CONSIGNES –
**A.** D'après l'extrait sur la présidentielle sénégalaise, à quelle date le scrutin est-il prévu ?
**B.** Recopiez sans rien changer le passage de l'extrait sur la présidentielle sénégalaise compris entre « Sauf coup de » et « au niveau national. », ces deux bornes incluses.
---- EXTRAIT
Sauf coup de théâtre, ni l’un ni l’autre ne devrait avoir de bulletin à son nom dans les bureaux de vote sénégalais le 24 février prochain. Pour Karim Wade, l’affaire semble entendue. Son pourvoi en cassation pour contester sa radiation des listes électorales ayant été rejeté, le fils d’Abdoulaye Wade, candidat officiel du Parti démocratique sénégalais (PDS), ne dispose plus d’aucun recours au niveau national.

Pour Khalifa Sall, l’espoir est toujours là, mais il est mince. Bien que sa condamnation n’ait pas encore été confirmée par la Cour suprême, l’ex-maire de Dakar ne se fait guère d’illusions.

Une élection sans opposition ?

Avec la mise hors jeu de ses deux principaux concurrents, Macky Sall apparaît plus que jamais comme le grand favori de la prochaine présidentielle. Une situation inédite, qui provoque la colère de l’opposition. « Macky Sall est un homme autoritaire, qui s’est assis sur nos libertés, s’emporte El Hadj Amadou Sall, avocat d’Abdoulaye Wade et figure du PDS. Quand ses opposants deviennent des challengers trop sérieux, il les envoie en prison. Il n’y a plus de démocratie au Sénégal ! »

 La réaction des Sénégalais n’aura pas lieu dans les urnes mais dans la rue, prévient Babacar Gaye, le porte-parole PDS

Comme lui, les autres barons du premier parti d’opposition font désormais monter la pression. Si Karim Wade ne peut pas se présenter, ils assurent qu’ils empêcheront la tenue de l’élection « par tous les moyens ». Une posture radicale assumée : « La réaction des Sénégalais n’aura pas lieu dans les urnes mais dans la rue, prévient Babacar Gaye, le porte-parole du parti. On pensait que les Burkinabè n’avaient pas les moyens de faire partir Blaise Compaoré, ni les Gambiens, Yahya Jammeh. Nous ne sommes pas à l’abri d’un tel scénario au Sénégal. »
--------
---- DONNÉES FOURNIES
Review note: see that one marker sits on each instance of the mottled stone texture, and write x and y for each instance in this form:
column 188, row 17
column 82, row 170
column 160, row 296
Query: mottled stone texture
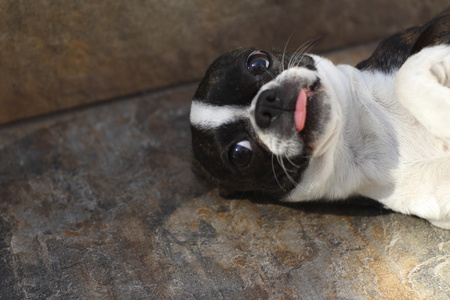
--------
CORRIGÉ –
**A.** Le 24 février.

**B.**
Sauf coup de théâtre, ni l’un ni l’autre ne devrait avoir de bulletin à son nom dans les bureaux de vote sénégalais le 24 février prochain. Pour Karim Wade, l’affaire semble entendue. Son pourvoi en cassation pour contester sa radiation des listes électorales ayant été rejeté, le fils d’Abdoulaye Wade, candidat officiel du Parti démocratique sénégalais (PDS), ne dispose plus d’aucun recours au niveau national.